◆ **Task statement**: Repeat verbatim the lines of the data below, beginning with the line containing "Could you please spot the cloudy" and continuing to the end.

** Opening Source data block **

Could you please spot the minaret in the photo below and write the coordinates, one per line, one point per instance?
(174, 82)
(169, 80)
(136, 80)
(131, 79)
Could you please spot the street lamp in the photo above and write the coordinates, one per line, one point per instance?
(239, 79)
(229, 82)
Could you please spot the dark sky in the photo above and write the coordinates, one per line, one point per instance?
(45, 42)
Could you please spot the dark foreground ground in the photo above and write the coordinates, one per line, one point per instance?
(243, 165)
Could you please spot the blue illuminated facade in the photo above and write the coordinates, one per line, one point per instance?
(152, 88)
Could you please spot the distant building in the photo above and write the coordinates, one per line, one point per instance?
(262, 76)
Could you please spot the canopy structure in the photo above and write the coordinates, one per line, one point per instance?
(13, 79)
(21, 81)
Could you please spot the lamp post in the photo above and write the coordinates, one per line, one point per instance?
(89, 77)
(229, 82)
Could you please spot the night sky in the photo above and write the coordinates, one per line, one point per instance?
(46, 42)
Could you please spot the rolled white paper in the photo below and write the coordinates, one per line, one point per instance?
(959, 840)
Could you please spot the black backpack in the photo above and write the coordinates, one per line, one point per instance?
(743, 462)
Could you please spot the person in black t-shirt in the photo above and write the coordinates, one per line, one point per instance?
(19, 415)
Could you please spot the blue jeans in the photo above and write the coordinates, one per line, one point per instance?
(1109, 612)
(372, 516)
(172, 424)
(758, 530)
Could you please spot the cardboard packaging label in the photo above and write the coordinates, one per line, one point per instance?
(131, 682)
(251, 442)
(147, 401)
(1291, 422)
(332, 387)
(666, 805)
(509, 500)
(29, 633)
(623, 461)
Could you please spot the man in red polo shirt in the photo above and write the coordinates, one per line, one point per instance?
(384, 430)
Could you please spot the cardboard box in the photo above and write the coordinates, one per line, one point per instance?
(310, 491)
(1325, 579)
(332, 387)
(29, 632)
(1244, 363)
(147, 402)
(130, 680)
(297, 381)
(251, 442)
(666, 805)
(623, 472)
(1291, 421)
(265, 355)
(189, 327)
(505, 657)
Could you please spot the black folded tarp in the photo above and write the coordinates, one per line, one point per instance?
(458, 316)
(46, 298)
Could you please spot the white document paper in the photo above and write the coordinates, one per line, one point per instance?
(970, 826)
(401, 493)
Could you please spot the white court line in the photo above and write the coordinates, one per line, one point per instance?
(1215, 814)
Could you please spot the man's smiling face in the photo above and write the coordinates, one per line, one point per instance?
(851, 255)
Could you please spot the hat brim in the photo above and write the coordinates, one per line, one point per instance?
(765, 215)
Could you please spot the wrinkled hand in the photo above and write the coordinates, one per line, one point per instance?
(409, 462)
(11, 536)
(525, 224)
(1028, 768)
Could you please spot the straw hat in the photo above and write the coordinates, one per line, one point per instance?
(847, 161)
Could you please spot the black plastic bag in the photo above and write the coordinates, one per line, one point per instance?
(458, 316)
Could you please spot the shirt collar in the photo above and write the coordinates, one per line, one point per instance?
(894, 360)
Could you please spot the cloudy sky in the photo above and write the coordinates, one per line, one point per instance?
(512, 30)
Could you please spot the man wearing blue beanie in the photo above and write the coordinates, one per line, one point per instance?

** Closing Source data block **

◆ **Output**:
Could you please spot the cloudy sky in the photo above and write the coordinates, one per line, one point per instance?
(512, 30)
Could you please spot the man wearing blue beanie in the photo above and write the coordinates, one per line, one point per instance?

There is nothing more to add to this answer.